Ma la contrapposizione è evidentemente strumentale, poiché non si tratterebbe evidentemente di paragonare soltanto gli alimenti di origine animale a quelli vegetali, ma anche all"interno delle stesse categorie si verificherebbero dunque notevoli differenze rispetto ad una tipologia originaria: basti pensare al würstel, termine di origine austriaca che significa letteralmente salsiccia, che identifica di fatto una "forma" più che un contenuto, posto che in commercio se ne trovano di ogni tipo, contenenti dagli scarti della produzione carnea a "puro suino", "pollo", etc. Quale sarebbe, dunque, il prodotto originale? Quello di carne? Di quale carne? Quello di frattaglie? In che percentuale? Quello di pollo? O quello di tofu?

Sicuramente da rivedere sarebbe anche l"uso del termine bistecca, derivante dall"inglese beef (manzo) + steak (fetta): qualsiasi bistecca (animale) non di manzo utilizzerebbe quindi una denominazione erronea.

--- Compito A ---
Puoi ricopiare dal brano sui nomi dei prodotti a base di carne il passo che comincia con "Ma la contrapposizione" e finisce con "quello di tofu?"?
--- Compito B ---
Quali sono tutte le frasi interrogative presenti nel brano sui nomi dei prodotti a base di carne? Riportale nell'ordine in cui compaiono.

--- Materiale di lavoro ---
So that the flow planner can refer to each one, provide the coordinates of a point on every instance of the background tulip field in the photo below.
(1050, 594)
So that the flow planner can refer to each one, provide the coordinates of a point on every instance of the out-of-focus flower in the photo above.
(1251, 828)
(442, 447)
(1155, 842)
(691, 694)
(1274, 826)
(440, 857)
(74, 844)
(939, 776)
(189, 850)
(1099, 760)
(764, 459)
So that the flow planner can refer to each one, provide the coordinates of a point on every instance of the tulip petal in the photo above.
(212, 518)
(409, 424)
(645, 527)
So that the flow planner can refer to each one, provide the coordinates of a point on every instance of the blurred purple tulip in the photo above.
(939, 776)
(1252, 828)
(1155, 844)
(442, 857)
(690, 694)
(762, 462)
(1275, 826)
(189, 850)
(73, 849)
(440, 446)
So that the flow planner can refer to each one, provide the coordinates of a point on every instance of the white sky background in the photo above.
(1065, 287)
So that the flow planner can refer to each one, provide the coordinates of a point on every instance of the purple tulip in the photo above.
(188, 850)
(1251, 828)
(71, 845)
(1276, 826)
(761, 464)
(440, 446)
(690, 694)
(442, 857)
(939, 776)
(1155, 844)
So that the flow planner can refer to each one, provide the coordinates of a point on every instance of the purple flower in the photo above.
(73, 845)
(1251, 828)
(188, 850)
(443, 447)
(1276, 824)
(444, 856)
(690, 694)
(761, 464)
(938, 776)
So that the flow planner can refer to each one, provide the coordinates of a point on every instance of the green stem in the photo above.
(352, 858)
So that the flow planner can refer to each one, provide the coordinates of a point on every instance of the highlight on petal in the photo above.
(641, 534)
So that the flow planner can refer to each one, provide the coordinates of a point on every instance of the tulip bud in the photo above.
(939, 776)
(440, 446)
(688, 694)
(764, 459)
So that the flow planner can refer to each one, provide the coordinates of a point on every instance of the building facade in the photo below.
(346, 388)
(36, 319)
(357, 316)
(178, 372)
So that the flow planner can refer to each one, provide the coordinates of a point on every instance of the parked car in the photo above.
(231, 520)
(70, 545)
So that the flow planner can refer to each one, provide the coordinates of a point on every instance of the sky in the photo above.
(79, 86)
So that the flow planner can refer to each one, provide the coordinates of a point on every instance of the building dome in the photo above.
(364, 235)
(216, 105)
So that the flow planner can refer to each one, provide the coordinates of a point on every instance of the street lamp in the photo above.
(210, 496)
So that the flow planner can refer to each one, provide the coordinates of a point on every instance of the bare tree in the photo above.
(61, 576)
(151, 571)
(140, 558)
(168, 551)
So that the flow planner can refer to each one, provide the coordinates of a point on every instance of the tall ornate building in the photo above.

--- Risposta A ---
Ma la contrapposizione è evidentemente strumentale, poiché non si tratterebbe evidentemente di paragonare soltanto gli alimenti di origine animale a quelli vegetali, ma anche all"interno delle stesse categorie si verificherebbero dunque notevoli differenze rispetto ad una tipologia originaria: basti pensare al würstel, termine di origine austriaca che significa letteralmente salsiccia, che identifica di fatto una "forma" più che un contenuto, posto che in commercio se ne trovano di ogni tipo, contenenti dagli scarti della produzione carnea a "puro suino", "pollo", etc. Quale sarebbe, dunque, il prodotto originale? Quello di carne? Di quale carne? Quello di frattaglie? In che percentuale? Quello di pollo? O quello di tofu?

--- Risposta B ---
- Quale sarebbe, dunque, il prodotto originale?
- Quello di carne?
- Di quale carne?
- Quello di frattaglie?
- In che percentuale?
- Quello di pollo?
- O quello di tofu?